Work order 1> In the passage on Liberia, where did Charles Taylor take up residence after stepping aside?
Work order 2> Reproduce the stretch of the passage on Liberia from "But ex-President Doe" through "late Samuel Doe.".

Selected text>
....
Two centuries down the line Liberia had seen it all: the good, the bad and the ugly. The ugliest side to her tortured national history could be said to be a decade of brutal civil war with the worst atrocities in the African continent. Even the Biafran pogrom cannot be compared to it in terms of savagery and barbarism.
The late Master Sergent Samuel Kanyon Doe and his native army boys executed an audacious gory coup that overthrew the late President William R. Tolbert. Tolbert and a dozen of his aides were cruelly executed setting the stage for social tension and disharmony.
But ex-President Doe died a more vicious death as he was seized by rebels led by Prince Johnson inside the headquarters of the West African regional force, ECOMOG, in Monrovia as he went to lodge a complaint about a power deal. Doe was severely tortured and butchered to death as video clips went around the world depicting the horror scene.
During the protracted war the ECOWAS military intervention force (ECOMOG) tried in vain to bring about peace and reconciliation. The atmosphere was very charged with Charles Taylor, now incarcerated, leading a rag-tag army of drugged and alcoholic boys in an all-out military offensive against the late Samuel Doe.
It took the barbaric killing of Samuel Doe for the war to be brought to a relative end leading to the election of Charles Taylor as President. The damage done to the infrastructural facilities in Monrovia and other coastal cities are still manifest. The scars of the war are still visible to this day.
Taylor, the executive bandit, under intense pressure from the US, ended up stepping aside taking up residence in Calabar Nigeria. But justice still caught up with him as ex-President Obasanjo dutifully handed him over to the International Criminal Court authorities in The Hague where he stood trial for the diamond-for-arms role he played in the bloody conflict in neighbouring Sierra Leone.
....
Data records>
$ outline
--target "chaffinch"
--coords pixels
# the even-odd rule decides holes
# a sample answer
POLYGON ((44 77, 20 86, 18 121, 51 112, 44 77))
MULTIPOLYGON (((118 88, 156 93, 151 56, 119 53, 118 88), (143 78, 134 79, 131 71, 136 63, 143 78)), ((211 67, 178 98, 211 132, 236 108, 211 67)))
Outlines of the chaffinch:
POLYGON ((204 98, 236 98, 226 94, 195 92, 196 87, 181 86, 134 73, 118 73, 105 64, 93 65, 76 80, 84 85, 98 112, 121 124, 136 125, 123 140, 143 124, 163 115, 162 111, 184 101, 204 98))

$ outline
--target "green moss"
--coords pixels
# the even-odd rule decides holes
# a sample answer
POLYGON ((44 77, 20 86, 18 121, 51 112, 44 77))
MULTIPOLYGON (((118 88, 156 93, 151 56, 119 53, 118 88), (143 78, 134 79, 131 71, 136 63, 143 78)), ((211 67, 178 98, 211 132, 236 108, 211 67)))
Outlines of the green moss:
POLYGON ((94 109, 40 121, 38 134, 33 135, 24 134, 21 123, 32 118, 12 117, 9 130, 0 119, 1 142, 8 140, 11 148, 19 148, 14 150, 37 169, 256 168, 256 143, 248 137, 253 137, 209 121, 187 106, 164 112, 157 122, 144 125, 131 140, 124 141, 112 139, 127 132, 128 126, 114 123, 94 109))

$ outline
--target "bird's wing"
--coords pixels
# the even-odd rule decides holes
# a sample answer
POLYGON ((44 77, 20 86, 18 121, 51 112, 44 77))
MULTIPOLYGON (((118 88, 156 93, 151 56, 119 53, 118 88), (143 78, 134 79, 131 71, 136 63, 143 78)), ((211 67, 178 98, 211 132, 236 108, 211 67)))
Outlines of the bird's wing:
....
Answer area 1> Calabar, Nigeria.

Answer area 2>
But ex-President Doe died a more vicious death as he was seized by rebels led by Prince Johnson inside the headquarters of the West African regional force, ECOMOG, in Monrovia as he went to lodge a complaint about a power deal. Doe was severely tortured and butchered to death as video clips went around the world depicting the horror scene.
During the protracted war the ECOWAS military intervention force (ECOMOG) tried in vain to bring about peace and reconciliation. The atmosphere was very charged with Charles Taylor, now incarcerated, leading a rag-tag army of drugged and alcoholic boys in an all-out military offensive against the late Samuel Doe.